[Items from a data source]:
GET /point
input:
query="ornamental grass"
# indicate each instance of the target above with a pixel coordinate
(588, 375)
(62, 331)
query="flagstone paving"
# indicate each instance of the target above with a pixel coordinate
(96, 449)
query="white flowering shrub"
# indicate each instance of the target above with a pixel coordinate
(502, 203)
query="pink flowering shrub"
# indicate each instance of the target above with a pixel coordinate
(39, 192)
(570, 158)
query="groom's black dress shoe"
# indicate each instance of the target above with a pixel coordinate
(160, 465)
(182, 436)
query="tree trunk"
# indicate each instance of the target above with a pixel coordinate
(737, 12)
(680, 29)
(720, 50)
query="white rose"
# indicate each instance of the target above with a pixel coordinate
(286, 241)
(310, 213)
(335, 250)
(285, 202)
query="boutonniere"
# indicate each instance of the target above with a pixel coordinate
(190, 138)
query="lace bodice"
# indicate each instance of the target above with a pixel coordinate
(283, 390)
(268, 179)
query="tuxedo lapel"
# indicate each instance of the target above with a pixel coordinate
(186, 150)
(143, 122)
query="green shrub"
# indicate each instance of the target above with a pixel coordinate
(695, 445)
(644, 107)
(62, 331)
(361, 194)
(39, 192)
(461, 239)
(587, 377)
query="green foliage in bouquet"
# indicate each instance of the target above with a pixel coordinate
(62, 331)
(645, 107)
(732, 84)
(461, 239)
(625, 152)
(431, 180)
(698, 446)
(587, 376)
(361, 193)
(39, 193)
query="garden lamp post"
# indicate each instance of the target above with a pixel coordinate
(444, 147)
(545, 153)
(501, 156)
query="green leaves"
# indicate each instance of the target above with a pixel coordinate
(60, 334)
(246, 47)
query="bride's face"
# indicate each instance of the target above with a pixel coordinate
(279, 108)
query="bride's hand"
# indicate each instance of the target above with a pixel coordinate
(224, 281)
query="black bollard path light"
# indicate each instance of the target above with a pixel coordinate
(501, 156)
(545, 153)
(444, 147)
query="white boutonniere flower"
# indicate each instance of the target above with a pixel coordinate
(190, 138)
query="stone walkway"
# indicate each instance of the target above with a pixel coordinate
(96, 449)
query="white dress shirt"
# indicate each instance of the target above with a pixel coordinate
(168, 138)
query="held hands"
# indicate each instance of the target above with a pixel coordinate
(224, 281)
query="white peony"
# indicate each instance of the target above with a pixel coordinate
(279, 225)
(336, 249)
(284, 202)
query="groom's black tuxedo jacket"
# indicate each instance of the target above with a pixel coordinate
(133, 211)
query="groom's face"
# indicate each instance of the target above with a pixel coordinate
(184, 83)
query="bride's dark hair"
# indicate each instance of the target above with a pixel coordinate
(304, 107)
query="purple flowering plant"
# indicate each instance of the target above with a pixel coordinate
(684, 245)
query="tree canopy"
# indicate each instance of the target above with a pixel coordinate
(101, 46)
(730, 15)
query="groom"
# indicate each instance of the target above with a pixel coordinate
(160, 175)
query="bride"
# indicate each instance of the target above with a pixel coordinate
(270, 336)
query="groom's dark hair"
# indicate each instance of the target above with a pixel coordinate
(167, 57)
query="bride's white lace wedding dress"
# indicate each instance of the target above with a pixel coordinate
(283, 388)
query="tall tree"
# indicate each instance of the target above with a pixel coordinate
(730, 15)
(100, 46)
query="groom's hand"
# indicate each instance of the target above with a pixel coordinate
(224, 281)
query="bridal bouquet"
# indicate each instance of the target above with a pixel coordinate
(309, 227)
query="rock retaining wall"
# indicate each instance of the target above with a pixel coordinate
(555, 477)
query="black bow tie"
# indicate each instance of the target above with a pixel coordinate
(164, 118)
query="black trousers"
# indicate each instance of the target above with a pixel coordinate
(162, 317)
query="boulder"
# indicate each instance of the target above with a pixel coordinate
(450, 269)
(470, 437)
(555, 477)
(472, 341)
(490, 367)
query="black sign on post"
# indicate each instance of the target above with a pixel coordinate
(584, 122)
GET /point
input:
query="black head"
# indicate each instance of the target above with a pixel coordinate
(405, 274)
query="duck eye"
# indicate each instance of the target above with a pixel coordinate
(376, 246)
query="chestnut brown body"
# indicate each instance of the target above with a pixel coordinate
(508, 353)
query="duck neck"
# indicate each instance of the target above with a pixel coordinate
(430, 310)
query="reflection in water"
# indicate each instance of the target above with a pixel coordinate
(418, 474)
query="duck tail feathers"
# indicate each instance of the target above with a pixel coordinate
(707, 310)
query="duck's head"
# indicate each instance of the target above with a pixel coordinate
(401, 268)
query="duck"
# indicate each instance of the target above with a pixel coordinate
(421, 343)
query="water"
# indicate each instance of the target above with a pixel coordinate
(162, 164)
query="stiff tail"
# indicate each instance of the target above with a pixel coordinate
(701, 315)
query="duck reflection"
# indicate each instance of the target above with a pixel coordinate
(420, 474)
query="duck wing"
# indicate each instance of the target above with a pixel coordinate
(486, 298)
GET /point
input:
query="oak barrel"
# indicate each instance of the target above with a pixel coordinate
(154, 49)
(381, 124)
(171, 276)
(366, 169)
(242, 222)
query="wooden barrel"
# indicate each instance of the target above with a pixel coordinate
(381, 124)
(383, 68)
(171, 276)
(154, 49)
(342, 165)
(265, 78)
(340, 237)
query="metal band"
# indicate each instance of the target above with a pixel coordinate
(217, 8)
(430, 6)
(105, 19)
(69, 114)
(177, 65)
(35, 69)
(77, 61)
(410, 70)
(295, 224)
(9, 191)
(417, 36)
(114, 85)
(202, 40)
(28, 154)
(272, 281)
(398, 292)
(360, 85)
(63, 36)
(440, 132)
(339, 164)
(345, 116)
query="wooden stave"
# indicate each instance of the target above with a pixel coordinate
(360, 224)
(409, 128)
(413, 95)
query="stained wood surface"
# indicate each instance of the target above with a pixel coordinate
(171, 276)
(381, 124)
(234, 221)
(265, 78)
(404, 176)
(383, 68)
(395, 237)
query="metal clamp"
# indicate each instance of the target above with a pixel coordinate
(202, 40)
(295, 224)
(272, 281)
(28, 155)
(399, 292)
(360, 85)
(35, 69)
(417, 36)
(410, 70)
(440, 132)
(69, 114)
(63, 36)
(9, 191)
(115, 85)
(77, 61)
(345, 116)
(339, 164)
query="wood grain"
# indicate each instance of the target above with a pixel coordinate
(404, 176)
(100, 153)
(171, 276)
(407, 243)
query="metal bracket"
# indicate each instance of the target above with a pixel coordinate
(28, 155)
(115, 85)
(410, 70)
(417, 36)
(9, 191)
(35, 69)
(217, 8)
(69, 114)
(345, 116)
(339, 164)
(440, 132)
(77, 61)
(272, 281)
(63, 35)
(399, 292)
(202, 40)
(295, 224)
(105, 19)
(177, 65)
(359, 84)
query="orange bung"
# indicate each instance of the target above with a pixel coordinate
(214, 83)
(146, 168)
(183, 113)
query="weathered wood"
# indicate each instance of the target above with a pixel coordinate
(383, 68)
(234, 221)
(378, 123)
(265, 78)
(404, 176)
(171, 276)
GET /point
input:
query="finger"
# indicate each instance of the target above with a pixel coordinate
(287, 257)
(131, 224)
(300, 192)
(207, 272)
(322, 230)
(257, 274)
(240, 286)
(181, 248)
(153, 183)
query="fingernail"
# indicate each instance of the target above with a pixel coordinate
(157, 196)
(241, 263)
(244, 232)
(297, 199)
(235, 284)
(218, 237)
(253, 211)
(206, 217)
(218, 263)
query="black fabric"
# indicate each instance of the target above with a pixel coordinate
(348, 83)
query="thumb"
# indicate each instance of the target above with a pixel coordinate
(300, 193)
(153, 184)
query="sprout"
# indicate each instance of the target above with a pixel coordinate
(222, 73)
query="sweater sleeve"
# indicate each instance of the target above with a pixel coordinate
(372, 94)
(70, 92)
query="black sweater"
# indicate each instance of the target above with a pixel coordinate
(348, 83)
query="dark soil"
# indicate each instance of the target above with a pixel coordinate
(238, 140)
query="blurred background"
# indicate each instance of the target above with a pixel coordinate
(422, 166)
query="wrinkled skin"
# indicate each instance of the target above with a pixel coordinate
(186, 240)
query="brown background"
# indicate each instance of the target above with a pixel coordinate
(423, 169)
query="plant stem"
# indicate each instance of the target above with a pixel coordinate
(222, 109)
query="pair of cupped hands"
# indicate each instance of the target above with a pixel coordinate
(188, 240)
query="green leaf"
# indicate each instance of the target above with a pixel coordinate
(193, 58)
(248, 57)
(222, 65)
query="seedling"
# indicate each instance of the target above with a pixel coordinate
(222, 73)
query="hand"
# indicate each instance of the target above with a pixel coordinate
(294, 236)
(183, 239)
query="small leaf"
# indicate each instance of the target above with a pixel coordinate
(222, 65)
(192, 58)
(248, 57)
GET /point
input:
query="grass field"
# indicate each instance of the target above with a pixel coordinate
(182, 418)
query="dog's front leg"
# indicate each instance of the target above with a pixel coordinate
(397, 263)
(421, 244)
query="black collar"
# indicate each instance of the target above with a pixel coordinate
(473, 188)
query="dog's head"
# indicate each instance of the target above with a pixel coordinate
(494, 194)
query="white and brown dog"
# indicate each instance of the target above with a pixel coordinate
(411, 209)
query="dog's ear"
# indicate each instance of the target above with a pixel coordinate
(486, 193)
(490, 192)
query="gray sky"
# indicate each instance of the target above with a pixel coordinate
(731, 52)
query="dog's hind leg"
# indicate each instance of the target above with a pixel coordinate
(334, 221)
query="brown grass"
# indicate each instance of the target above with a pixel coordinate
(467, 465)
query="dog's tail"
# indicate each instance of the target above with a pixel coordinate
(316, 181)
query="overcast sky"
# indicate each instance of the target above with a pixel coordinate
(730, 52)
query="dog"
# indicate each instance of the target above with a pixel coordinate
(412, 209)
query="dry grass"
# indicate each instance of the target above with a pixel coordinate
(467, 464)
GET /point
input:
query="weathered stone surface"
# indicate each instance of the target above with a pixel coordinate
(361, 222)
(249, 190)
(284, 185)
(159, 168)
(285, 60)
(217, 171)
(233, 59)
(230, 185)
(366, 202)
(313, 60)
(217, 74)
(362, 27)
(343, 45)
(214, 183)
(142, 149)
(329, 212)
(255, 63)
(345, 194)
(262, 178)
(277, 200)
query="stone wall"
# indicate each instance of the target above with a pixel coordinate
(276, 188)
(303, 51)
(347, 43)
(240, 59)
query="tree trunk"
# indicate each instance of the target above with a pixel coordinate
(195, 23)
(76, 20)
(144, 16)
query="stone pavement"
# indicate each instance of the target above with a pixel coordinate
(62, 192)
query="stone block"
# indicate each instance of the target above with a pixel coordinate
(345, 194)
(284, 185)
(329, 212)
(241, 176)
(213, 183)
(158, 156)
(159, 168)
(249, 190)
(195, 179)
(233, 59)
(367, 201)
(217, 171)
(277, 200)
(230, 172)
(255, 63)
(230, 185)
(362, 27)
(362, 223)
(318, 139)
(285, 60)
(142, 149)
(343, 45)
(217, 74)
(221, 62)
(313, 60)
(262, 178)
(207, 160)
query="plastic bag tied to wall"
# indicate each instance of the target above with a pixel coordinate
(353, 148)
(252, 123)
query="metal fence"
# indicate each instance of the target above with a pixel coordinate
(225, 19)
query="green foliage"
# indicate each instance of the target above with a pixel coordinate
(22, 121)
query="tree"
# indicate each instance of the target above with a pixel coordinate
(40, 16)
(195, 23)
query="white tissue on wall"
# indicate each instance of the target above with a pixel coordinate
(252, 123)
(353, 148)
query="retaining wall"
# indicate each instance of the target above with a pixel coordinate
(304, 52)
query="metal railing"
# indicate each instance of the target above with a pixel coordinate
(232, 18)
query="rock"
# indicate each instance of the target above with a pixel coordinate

[WHAT YOU NEED TO DO]:
Quote, without alteration, the final stretch of the entries: the line with "bag tied to" onward to the last line.

[THE OUTPUT]:
query="plastic bag tied to wall"
# indicate each instance of the target above with a pixel coordinate
(353, 148)
(252, 123)
query="metal fence"
# indicate each instance of the target above with a pixel coordinate
(225, 19)
query="green foliage"
# indicate each instance of the target above with a pixel coordinate
(22, 121)
query="tree"
# indicate each instance of the target above with a pixel coordinate
(40, 16)
(195, 23)
query="white tissue on wall"
# indicate each instance of the target above with a pixel coordinate
(252, 123)
(353, 148)
query="retaining wall"
# indicate each instance of the target above with a pixel coordinate
(304, 52)
query="metal railing"
# indicate each instance of the target above with a pixel coordinate
(232, 18)
query="rock"
# indicate each instance of the target above with a pixel coordinate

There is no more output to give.